● **WHAT TO PRODUCE**
When you find the line that contains "Could you spot the long", restate it and all lines after it exactly, stopping at the end of the material.

● **EXTRACTED ENTRIES**

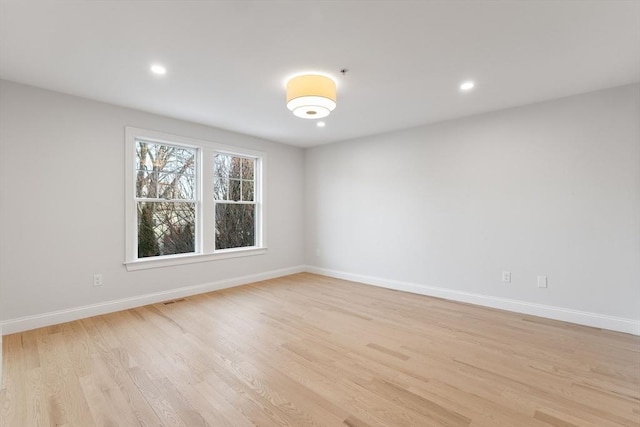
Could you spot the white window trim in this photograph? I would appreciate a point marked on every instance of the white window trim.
(204, 248)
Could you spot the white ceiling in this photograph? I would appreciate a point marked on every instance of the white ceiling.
(227, 60)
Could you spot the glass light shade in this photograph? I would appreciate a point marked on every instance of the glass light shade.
(311, 96)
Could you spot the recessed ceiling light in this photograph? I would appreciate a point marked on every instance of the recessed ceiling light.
(468, 85)
(158, 69)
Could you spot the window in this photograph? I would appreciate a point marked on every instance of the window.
(190, 200)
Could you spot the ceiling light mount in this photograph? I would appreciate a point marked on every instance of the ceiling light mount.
(311, 96)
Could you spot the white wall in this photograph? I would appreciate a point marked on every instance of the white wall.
(547, 189)
(62, 207)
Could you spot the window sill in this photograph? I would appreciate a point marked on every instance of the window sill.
(173, 260)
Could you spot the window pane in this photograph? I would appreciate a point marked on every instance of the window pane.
(235, 225)
(165, 228)
(234, 190)
(247, 191)
(178, 160)
(165, 171)
(247, 168)
(176, 186)
(220, 189)
(222, 165)
(145, 153)
(146, 184)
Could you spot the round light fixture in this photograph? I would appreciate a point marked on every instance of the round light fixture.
(468, 85)
(311, 96)
(158, 69)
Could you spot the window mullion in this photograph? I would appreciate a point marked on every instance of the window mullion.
(208, 217)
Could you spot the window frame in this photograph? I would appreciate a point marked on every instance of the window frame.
(205, 205)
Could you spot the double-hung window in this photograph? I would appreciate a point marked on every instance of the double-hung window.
(190, 201)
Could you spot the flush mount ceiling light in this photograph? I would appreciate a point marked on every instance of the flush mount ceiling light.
(158, 69)
(466, 86)
(311, 96)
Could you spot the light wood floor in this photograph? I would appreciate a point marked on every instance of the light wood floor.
(307, 350)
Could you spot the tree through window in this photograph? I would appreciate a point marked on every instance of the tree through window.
(166, 202)
(233, 189)
(190, 200)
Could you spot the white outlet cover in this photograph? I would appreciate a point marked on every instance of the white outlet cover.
(542, 281)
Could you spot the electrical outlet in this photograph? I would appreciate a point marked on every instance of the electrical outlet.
(97, 279)
(542, 281)
(506, 276)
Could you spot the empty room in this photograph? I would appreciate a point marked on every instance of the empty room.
(349, 213)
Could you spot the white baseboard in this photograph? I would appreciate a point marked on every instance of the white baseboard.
(629, 326)
(619, 324)
(61, 316)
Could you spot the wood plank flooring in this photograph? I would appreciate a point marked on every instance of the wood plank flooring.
(307, 350)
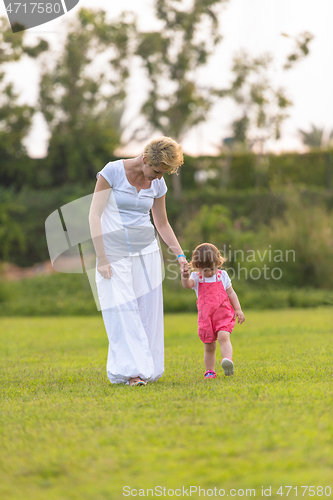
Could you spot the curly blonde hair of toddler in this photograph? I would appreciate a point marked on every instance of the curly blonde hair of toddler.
(164, 152)
(206, 256)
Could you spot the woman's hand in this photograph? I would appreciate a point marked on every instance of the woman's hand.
(182, 262)
(104, 268)
(186, 273)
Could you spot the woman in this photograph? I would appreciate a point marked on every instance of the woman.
(129, 271)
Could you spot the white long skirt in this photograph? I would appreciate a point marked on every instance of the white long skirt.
(132, 308)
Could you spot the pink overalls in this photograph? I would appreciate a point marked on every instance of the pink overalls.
(215, 311)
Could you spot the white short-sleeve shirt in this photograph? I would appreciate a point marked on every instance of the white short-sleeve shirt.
(126, 207)
(226, 281)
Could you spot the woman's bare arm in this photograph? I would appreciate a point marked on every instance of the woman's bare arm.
(100, 198)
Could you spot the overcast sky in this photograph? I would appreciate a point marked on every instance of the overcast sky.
(252, 24)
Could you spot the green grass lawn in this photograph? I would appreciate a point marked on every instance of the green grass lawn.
(67, 434)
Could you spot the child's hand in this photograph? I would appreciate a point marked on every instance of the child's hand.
(240, 314)
(186, 273)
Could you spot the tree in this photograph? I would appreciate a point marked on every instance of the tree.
(171, 56)
(263, 106)
(15, 119)
(82, 106)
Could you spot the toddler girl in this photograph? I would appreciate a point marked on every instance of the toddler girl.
(216, 316)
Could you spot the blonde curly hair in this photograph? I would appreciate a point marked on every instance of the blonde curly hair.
(164, 152)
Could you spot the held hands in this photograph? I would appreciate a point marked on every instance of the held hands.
(186, 270)
(104, 268)
(240, 314)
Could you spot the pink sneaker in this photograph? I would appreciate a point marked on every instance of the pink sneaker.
(228, 366)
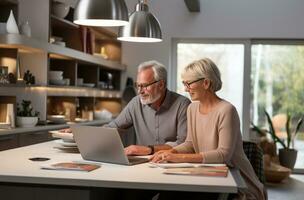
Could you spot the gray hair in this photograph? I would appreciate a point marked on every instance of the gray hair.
(160, 72)
(204, 68)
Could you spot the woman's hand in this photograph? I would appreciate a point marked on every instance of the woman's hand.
(166, 156)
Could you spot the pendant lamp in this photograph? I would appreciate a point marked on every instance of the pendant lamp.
(101, 13)
(143, 26)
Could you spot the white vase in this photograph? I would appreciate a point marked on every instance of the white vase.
(11, 25)
(25, 29)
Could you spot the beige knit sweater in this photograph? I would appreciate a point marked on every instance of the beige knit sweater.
(218, 138)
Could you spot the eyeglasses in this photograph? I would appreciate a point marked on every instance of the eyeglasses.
(188, 84)
(144, 85)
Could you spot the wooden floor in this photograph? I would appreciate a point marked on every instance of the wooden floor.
(290, 189)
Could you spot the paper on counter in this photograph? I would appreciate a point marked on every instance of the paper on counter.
(183, 165)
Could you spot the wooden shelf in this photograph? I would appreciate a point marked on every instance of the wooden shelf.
(65, 91)
(62, 23)
(27, 44)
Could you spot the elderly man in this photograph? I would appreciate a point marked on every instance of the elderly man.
(157, 114)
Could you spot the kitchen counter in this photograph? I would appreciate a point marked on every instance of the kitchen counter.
(16, 168)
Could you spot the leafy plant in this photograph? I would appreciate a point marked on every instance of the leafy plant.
(290, 135)
(26, 110)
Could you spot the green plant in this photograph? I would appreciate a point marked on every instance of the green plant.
(290, 135)
(26, 110)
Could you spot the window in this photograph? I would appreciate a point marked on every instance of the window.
(277, 81)
(256, 75)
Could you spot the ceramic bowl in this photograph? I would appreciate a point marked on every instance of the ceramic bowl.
(59, 9)
(26, 122)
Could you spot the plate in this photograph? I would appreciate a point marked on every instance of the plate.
(66, 144)
(66, 137)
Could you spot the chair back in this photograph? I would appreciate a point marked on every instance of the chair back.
(254, 154)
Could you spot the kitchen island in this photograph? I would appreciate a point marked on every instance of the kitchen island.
(23, 178)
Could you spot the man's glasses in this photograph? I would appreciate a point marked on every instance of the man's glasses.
(188, 84)
(144, 85)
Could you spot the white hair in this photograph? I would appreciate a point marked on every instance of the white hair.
(160, 72)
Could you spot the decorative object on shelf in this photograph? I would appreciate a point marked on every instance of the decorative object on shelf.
(287, 155)
(29, 78)
(60, 9)
(110, 81)
(101, 13)
(83, 32)
(90, 41)
(26, 117)
(103, 53)
(12, 78)
(10, 115)
(3, 28)
(129, 91)
(25, 29)
(143, 26)
(11, 25)
(4, 79)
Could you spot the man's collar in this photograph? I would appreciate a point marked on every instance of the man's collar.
(166, 102)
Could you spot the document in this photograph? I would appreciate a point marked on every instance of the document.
(218, 171)
(76, 166)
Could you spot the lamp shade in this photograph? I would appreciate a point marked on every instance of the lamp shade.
(143, 26)
(101, 13)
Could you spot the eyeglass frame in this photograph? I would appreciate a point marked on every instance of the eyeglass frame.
(144, 85)
(188, 85)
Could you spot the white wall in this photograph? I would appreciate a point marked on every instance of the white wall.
(217, 19)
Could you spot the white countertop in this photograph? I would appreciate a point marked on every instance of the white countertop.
(16, 168)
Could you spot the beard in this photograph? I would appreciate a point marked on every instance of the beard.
(149, 99)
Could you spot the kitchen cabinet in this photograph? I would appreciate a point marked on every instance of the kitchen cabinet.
(89, 76)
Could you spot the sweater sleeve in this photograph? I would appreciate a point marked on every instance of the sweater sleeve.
(228, 131)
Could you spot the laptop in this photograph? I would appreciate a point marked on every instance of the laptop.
(103, 145)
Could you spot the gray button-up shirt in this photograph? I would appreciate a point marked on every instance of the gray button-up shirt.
(168, 125)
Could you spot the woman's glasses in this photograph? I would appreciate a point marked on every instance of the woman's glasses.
(188, 84)
(144, 85)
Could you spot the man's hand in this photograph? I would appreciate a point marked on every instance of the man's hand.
(159, 156)
(137, 150)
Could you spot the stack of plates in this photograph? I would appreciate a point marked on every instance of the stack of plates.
(57, 119)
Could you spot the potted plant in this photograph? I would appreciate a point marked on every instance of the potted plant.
(287, 154)
(26, 117)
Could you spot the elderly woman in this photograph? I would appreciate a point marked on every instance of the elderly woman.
(213, 128)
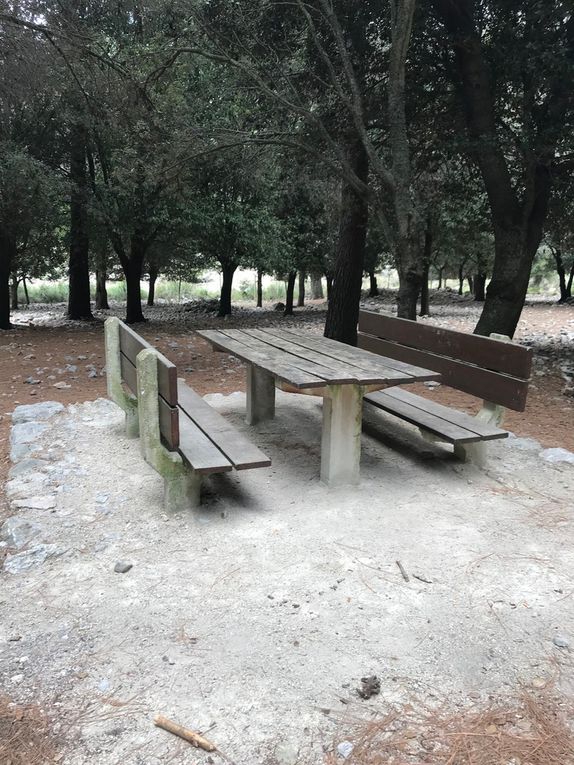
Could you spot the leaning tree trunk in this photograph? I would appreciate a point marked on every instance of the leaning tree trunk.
(289, 293)
(259, 288)
(301, 295)
(101, 291)
(316, 286)
(14, 292)
(227, 270)
(7, 257)
(79, 307)
(345, 297)
(153, 274)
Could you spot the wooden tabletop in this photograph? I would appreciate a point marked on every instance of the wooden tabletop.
(313, 361)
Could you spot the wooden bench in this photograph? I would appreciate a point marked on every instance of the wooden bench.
(492, 368)
(182, 437)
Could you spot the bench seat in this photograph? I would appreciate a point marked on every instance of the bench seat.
(207, 442)
(444, 423)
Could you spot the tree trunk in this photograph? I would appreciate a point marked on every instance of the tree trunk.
(479, 287)
(7, 258)
(153, 274)
(289, 293)
(301, 295)
(79, 307)
(14, 292)
(227, 270)
(101, 291)
(345, 297)
(316, 286)
(561, 271)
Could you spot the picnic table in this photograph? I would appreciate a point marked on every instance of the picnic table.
(317, 366)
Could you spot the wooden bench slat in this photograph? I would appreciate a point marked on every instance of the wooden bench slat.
(168, 415)
(234, 445)
(502, 389)
(289, 374)
(496, 355)
(198, 450)
(454, 416)
(388, 368)
(131, 344)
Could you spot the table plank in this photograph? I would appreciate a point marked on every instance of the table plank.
(398, 372)
(274, 364)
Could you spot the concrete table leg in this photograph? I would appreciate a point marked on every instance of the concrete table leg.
(260, 396)
(341, 438)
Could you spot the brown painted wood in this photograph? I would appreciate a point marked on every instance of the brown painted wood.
(197, 449)
(462, 419)
(496, 355)
(234, 445)
(391, 370)
(441, 425)
(501, 389)
(168, 415)
(131, 344)
(272, 363)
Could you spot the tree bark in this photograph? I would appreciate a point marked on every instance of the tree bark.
(479, 287)
(153, 274)
(345, 297)
(301, 295)
(227, 271)
(316, 286)
(289, 292)
(101, 291)
(14, 292)
(7, 258)
(79, 307)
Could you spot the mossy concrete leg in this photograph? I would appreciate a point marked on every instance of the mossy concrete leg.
(182, 485)
(260, 396)
(115, 388)
(475, 453)
(341, 437)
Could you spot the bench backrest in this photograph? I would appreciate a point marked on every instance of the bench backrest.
(130, 345)
(494, 370)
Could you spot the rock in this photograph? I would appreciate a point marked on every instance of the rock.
(344, 749)
(47, 502)
(36, 412)
(560, 641)
(557, 455)
(17, 532)
(35, 556)
(122, 567)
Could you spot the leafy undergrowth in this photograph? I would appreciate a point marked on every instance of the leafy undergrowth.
(25, 736)
(532, 730)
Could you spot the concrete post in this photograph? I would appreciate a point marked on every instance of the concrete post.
(341, 438)
(182, 485)
(115, 388)
(260, 395)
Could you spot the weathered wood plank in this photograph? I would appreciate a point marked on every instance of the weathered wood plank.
(390, 369)
(462, 419)
(131, 344)
(508, 358)
(234, 445)
(274, 365)
(501, 389)
(196, 448)
(168, 415)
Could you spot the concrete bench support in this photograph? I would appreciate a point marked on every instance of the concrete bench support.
(116, 392)
(182, 484)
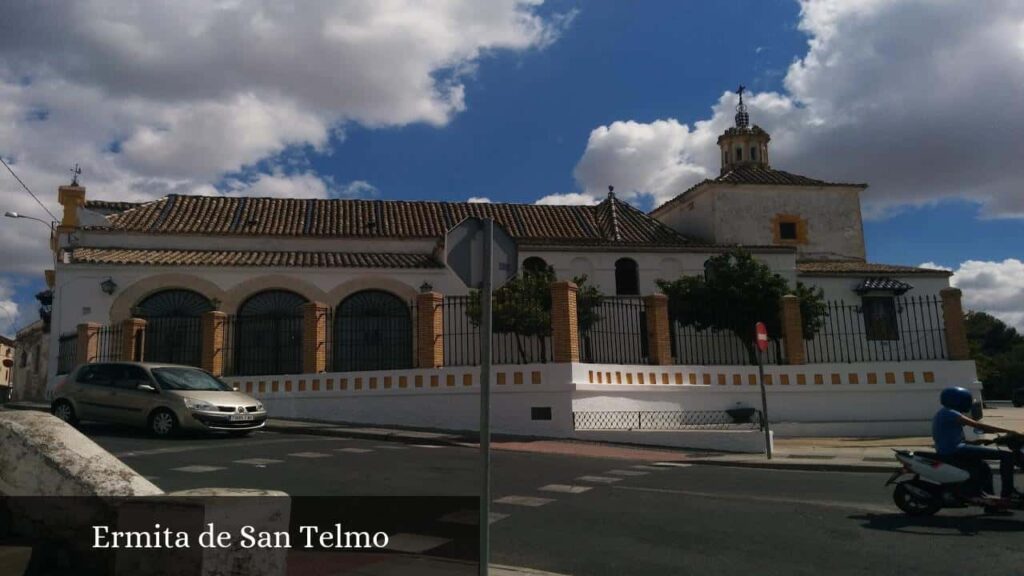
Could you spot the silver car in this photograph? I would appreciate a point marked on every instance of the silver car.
(164, 398)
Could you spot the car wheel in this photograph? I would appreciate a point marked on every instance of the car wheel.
(163, 423)
(64, 410)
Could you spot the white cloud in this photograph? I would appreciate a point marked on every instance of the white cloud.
(159, 97)
(994, 287)
(569, 198)
(911, 96)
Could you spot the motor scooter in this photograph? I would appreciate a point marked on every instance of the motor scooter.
(926, 483)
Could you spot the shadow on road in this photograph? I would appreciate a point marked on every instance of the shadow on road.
(940, 525)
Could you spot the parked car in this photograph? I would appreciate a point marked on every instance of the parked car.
(164, 398)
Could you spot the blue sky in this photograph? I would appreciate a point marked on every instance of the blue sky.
(514, 100)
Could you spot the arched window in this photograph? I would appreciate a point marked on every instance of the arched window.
(172, 331)
(268, 333)
(535, 264)
(373, 330)
(627, 278)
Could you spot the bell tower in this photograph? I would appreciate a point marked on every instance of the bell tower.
(743, 146)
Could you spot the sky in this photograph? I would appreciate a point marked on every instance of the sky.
(522, 100)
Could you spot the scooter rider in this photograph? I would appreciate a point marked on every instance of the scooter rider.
(947, 433)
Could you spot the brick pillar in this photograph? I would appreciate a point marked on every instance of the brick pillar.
(213, 325)
(658, 337)
(132, 339)
(564, 329)
(429, 330)
(793, 330)
(314, 337)
(88, 342)
(952, 315)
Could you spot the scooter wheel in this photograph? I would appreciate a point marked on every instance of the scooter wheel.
(913, 504)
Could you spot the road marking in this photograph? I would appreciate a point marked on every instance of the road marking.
(310, 455)
(599, 479)
(414, 543)
(765, 499)
(238, 443)
(258, 461)
(531, 501)
(564, 488)
(627, 472)
(471, 518)
(198, 468)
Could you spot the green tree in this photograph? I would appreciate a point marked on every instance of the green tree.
(998, 352)
(522, 306)
(736, 292)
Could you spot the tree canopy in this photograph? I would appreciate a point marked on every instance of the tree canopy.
(734, 293)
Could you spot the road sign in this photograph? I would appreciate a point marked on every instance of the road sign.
(464, 253)
(762, 340)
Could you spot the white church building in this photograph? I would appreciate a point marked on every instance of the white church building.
(276, 294)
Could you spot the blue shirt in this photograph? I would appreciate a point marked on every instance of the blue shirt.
(947, 432)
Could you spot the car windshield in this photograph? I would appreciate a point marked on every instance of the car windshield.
(187, 379)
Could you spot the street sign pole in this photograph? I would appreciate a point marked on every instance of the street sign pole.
(485, 329)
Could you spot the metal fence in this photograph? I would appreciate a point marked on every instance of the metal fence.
(616, 333)
(912, 329)
(262, 344)
(67, 353)
(742, 418)
(713, 346)
(174, 340)
(109, 342)
(521, 331)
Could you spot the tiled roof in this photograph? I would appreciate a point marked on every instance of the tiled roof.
(883, 283)
(610, 222)
(251, 258)
(827, 268)
(757, 175)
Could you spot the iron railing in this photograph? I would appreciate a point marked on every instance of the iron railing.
(913, 331)
(713, 346)
(67, 353)
(262, 344)
(174, 340)
(109, 342)
(521, 331)
(616, 332)
(668, 420)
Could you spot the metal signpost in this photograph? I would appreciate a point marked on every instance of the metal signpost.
(762, 341)
(484, 256)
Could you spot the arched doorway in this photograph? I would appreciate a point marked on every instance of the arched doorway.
(173, 332)
(268, 333)
(373, 330)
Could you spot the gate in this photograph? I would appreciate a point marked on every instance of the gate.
(373, 330)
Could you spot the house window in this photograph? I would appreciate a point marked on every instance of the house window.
(880, 318)
(787, 231)
(627, 278)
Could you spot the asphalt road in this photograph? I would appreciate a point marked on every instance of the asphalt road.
(626, 518)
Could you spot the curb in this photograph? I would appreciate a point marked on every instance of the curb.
(804, 466)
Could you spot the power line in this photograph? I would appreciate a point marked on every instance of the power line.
(43, 206)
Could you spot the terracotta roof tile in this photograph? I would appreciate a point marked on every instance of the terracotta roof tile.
(610, 222)
(251, 258)
(858, 268)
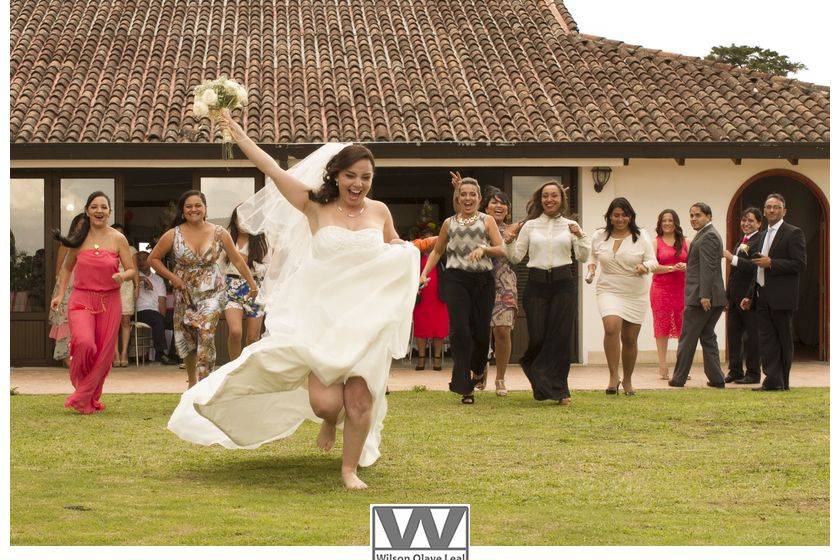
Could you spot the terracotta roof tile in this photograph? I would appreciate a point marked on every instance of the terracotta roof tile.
(378, 70)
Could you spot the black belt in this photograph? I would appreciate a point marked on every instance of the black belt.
(552, 275)
(256, 278)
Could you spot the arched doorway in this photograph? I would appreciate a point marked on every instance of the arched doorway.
(808, 210)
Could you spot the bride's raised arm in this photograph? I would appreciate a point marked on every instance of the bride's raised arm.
(293, 190)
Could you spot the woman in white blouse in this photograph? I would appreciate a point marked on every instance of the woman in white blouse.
(550, 298)
(626, 256)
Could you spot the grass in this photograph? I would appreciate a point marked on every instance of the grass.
(662, 468)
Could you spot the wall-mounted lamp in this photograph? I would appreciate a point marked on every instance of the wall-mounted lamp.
(601, 176)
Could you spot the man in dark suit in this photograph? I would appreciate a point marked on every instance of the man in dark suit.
(741, 328)
(705, 299)
(775, 295)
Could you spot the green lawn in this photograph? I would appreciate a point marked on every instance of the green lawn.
(663, 468)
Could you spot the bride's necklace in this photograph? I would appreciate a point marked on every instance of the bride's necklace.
(466, 221)
(348, 214)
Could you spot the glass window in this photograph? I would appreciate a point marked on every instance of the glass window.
(74, 193)
(27, 245)
(224, 194)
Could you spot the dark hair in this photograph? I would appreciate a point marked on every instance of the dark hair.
(624, 204)
(339, 162)
(754, 211)
(534, 208)
(705, 208)
(498, 194)
(679, 237)
(75, 240)
(179, 210)
(257, 247)
(776, 195)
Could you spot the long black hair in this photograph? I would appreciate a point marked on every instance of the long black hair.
(257, 246)
(679, 237)
(534, 209)
(75, 240)
(179, 210)
(624, 204)
(500, 196)
(339, 162)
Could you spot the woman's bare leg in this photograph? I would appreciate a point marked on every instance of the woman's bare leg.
(358, 403)
(253, 330)
(629, 352)
(662, 354)
(189, 361)
(233, 318)
(612, 345)
(125, 331)
(326, 402)
(501, 337)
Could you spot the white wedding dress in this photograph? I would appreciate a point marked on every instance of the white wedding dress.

● **REPLY TO THE TASK**
Could you spot the long black hair in this photograph? I would appreciate a point marked on every instance of the long black hair.
(257, 246)
(679, 237)
(534, 209)
(75, 240)
(179, 210)
(624, 204)
(500, 196)
(339, 162)
Could you spot the woman's bare leg in this photograph? I would appreciate a point marked on every instance of the woman's bare leg.
(358, 403)
(253, 330)
(629, 352)
(662, 354)
(189, 361)
(233, 318)
(612, 345)
(125, 331)
(326, 402)
(501, 337)
Could you spot the white wedding dress in this photograph? I would appreciate a point marked on every instance of the white wedding dress.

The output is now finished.